Document:
I find that the writing style and level of detail makes this kit appealing for kids from 12 to 99. The descriptions of how a microprocessor works and how it communicates with memory and peripherals are very simple but still precise. The tutorial has around 80 pages, so it's not a daunting task to go through it even with the attention span of a 12 year old and I found it to be a perfect balance between beeing too simple and too complex for people that have never touched the subject before.
The Philips 6400 Microcomputer Master Lab
Two years later, in 1983, Philips released it's microcomputer learning kit, the Philips 6400 microcomputer masterlab. While the general approach is the same as in the Busch 2090 there are some significant differences in the practical implementation. Philips used an 8-bit processor for its kit and instead of pseudo machine code instructions, real machine code was used for user programs. I very much like this approach as this is as close to the bare metal as possible. It makes programming a bit more complicated but from the tutorial I take it that the kit was addressed at a somewhat older audience than the Busch computer, perhaps 16 years and up, so this is not much of an issue. Less humor and more facts I would say.
The level of detail is much deeper compared to the Busch kit. At 160 pages the tutorial is twice the size and technical descriptions go much further and deeper. There are good technical descriptions of how two numbers are added in the hexadecimal system, how this is done in the binary system and finally of how this is implemented in hardware with Boolean logic. How subtraction is done by adding the two's complement of a number to another is also introduced as well as multiplication and division operations. The kit also introduces the reader reader to function calls, the stack and stack pointer, discusses Boolean logic (AND, OR, NAND, NOR, XOR), bit masking, jump conditions and quite a number of other bare metal operations. For somebody in the final years of high school who has a knack for mathematics, this level of detail and complexity is probably just right.

Supplied information:
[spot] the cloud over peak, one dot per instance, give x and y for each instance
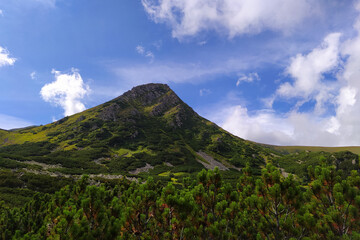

Exercise tasks:
1/ Decide whether each statement agrees with the review of microcomputer learning kits. Answer yes or no for each, and quote the deciding words from the review.
(a) The tutorial for the Philips kit runs to 160 pages.
(b) The Philips kit used pseudo machine code instructions for user programs.
(c) Philips built its kit around a 16-bit processor.
2/ According to the review of microcomputer learning kits, in what year did Philips release the 6400 microcomputer masterlab?
The data has nothing to do with the review of microcomputer learning kits.

Problem solutions:
1/
(a) Yes: "At 160 pages the tutorial is twice the size"
(b) No: "instead of pseudo machine code instructions, real machine code was used for user programs"
(c) No: "Philips used an 8-bit processor for its kit"

2/ 1983